_Work required_:
Copy the lines below verbatim, but only from the line containing "Crossing-audit request: pin the roof" through the end of the data.

[Items start]

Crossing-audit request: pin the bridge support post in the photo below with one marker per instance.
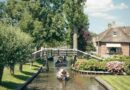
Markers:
(75, 39)
(47, 65)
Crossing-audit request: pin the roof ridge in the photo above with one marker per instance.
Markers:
(107, 31)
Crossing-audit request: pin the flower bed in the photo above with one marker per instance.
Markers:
(115, 67)
(91, 65)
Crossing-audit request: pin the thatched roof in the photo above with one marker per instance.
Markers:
(117, 34)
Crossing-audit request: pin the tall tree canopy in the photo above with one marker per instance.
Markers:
(42, 19)
(15, 46)
(76, 19)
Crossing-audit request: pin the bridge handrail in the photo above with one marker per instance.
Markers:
(56, 49)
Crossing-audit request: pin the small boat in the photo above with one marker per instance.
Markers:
(50, 58)
(61, 62)
(62, 75)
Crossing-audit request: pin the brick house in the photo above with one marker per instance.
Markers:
(113, 41)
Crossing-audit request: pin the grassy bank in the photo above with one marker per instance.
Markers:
(118, 82)
(12, 82)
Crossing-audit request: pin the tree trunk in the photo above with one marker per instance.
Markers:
(11, 68)
(1, 72)
(20, 67)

[Items end]

_Worked solution_:
Crossing-audit request: pin the roof ridge in the photo above with one marker per instance.
Markers:
(107, 31)
Crossing-audit request: pin the flower bed in the photo above with one marker per instance.
Markers:
(115, 67)
(91, 65)
Crossing-audit request: pin the thatched roof in the photo above with one marker per instance.
Markers:
(117, 34)
Crossing-audit request: pin the tall tree canopy in the photo above with one marker per instance.
Markers:
(42, 19)
(15, 46)
(76, 19)
Crossing-audit request: pin the bridge handrail in the photo above with one marker per instance.
Markers:
(56, 49)
Crossing-audit request: pin the small boat in the photo above with one marker per instance.
Markers:
(50, 58)
(61, 62)
(62, 75)
Crossing-audit request: pin the brick house in the photo above with one marker per instance.
Markers:
(113, 41)
Crossing-audit request: pin the grassy bank in the photo above with one marker per instance.
Markers:
(118, 82)
(12, 82)
Crossing-audit request: pin the tree trunk in the photo above with one marker per instance.
Markers:
(11, 68)
(1, 72)
(20, 67)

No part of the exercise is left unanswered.